* START *

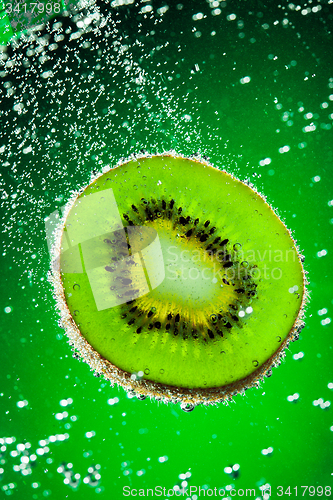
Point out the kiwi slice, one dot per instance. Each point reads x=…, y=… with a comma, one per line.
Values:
x=177, y=281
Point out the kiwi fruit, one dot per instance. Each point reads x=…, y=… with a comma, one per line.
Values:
x=176, y=280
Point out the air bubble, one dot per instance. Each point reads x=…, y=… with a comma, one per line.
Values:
x=187, y=407
x=213, y=318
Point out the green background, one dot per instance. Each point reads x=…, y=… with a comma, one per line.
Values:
x=137, y=78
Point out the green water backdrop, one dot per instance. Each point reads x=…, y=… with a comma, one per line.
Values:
x=248, y=84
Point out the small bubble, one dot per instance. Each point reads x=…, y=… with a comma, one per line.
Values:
x=187, y=407
x=213, y=318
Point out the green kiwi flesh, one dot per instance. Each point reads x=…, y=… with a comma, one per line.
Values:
x=192, y=286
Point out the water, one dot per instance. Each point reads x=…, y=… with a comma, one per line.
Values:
x=248, y=87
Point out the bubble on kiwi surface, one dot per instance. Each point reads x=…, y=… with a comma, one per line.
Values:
x=188, y=284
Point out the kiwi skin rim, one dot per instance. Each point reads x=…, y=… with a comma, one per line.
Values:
x=146, y=388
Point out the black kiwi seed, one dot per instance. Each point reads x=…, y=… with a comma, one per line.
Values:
x=210, y=333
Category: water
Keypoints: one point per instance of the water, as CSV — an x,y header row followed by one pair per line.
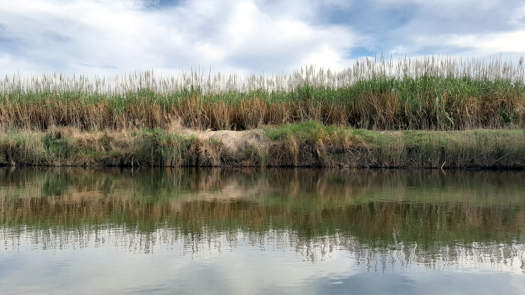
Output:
x,y
280,231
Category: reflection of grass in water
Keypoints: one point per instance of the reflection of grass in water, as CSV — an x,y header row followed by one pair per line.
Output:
x,y
377,208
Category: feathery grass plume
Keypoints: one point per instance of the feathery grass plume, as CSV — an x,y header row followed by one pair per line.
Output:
x,y
441,93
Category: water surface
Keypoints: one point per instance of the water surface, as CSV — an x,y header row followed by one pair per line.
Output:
x,y
285,231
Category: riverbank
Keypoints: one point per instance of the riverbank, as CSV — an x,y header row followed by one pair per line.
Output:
x,y
304,144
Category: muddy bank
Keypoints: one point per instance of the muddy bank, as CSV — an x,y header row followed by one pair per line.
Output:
x,y
306,144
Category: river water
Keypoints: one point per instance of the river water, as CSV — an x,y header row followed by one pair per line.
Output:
x,y
272,231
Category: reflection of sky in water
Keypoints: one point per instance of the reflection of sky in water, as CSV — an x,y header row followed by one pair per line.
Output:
x,y
273,231
237,263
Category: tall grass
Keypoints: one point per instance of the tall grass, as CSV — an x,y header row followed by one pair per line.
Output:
x,y
303,144
429,93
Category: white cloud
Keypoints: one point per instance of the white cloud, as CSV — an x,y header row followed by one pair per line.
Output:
x,y
119,35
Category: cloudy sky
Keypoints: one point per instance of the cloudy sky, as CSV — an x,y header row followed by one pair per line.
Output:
x,y
275,36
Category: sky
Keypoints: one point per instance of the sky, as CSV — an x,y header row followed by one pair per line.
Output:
x,y
247,36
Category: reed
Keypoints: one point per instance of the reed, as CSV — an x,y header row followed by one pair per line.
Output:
x,y
304,144
430,93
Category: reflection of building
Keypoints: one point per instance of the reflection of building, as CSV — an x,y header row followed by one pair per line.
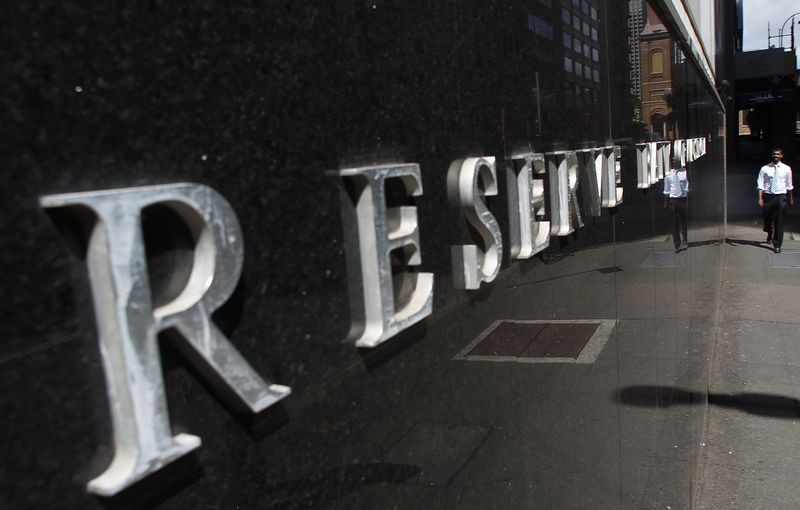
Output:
x,y
580,23
635,26
656,76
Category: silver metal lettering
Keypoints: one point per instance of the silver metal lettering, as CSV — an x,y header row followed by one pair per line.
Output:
x,y
473,264
642,166
383,303
526,203
612,177
562,171
128,324
653,162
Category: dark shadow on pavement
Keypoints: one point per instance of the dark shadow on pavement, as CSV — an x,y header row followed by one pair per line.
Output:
x,y
749,242
761,404
711,242
321,489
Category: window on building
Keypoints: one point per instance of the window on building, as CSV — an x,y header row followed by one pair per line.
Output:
x,y
540,27
657,62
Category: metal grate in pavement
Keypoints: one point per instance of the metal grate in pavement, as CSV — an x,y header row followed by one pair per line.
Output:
x,y
784,259
540,341
664,259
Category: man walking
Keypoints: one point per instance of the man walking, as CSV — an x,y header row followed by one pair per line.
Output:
x,y
676,192
774,188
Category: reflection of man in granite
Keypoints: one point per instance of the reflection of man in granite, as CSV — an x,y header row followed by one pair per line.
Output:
x,y
774,191
676,199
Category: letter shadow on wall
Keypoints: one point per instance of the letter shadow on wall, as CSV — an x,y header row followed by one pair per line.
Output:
x,y
761,404
157,487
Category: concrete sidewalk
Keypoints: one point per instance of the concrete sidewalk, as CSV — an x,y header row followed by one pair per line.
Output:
x,y
752,451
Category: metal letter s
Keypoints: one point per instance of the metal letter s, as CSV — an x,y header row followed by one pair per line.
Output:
x,y
526,202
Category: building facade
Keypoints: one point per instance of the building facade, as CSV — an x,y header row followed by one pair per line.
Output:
x,y
356,255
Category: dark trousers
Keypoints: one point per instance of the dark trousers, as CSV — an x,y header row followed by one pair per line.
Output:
x,y
774,207
680,217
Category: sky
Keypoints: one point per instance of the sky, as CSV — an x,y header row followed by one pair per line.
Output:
x,y
757,13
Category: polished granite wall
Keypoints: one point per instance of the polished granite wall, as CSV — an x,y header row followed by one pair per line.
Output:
x,y
261,101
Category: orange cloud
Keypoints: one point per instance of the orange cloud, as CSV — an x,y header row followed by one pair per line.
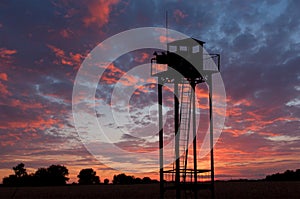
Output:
x,y
99,12
66,33
142,58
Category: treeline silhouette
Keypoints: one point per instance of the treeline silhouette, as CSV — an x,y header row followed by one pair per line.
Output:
x,y
288,175
56,175
124,179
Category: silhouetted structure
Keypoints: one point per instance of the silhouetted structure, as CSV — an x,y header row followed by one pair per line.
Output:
x,y
184,65
288,175
88,177
54,175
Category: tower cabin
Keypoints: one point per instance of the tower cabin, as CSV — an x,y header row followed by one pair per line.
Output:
x,y
183,58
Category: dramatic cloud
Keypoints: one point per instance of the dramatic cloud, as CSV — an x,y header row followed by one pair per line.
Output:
x,y
40,56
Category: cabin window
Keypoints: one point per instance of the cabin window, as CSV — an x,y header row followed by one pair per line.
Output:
x,y
183,48
196,49
172,48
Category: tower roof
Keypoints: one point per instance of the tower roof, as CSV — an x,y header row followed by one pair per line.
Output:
x,y
187,41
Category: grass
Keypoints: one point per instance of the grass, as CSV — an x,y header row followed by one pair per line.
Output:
x,y
234,190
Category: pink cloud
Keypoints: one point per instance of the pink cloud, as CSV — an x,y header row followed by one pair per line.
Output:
x,y
99,12
178,14
70,59
3,76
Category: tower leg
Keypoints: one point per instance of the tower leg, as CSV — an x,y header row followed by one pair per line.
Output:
x,y
177,136
212,168
161,141
194,138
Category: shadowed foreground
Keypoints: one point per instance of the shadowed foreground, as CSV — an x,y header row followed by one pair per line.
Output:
x,y
223,190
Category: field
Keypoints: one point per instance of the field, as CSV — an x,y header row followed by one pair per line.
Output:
x,y
236,190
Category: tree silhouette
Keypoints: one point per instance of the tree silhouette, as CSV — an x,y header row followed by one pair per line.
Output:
x,y
57,175
288,175
20,177
88,176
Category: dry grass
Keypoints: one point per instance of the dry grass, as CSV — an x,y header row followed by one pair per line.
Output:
x,y
223,190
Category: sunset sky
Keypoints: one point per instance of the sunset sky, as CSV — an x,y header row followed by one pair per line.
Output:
x,y
43,44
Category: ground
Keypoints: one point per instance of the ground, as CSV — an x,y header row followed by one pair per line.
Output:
x,y
235,190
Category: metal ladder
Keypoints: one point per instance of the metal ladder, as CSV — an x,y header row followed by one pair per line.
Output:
x,y
185,117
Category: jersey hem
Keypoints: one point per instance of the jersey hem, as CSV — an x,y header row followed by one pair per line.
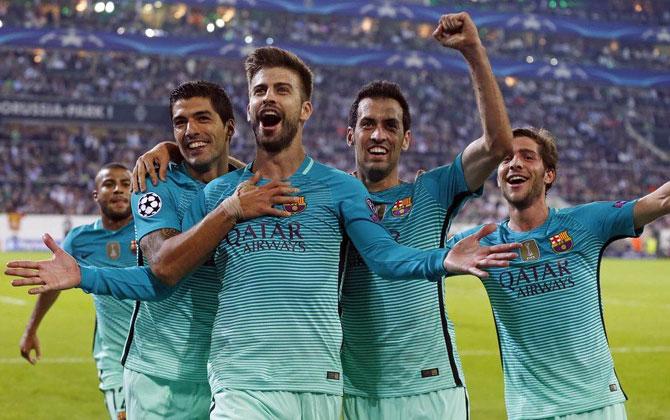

* END *

_EXERCISE GOAL_. Which lines of the items above contain the string "treeline"? Copy each such line in full.

_TASK RESPONSE_.
Category: treeline silhouette
Keypoints: one point per instance of the treeline silhouette, as CSV — an x,y header row followed by one pair per line.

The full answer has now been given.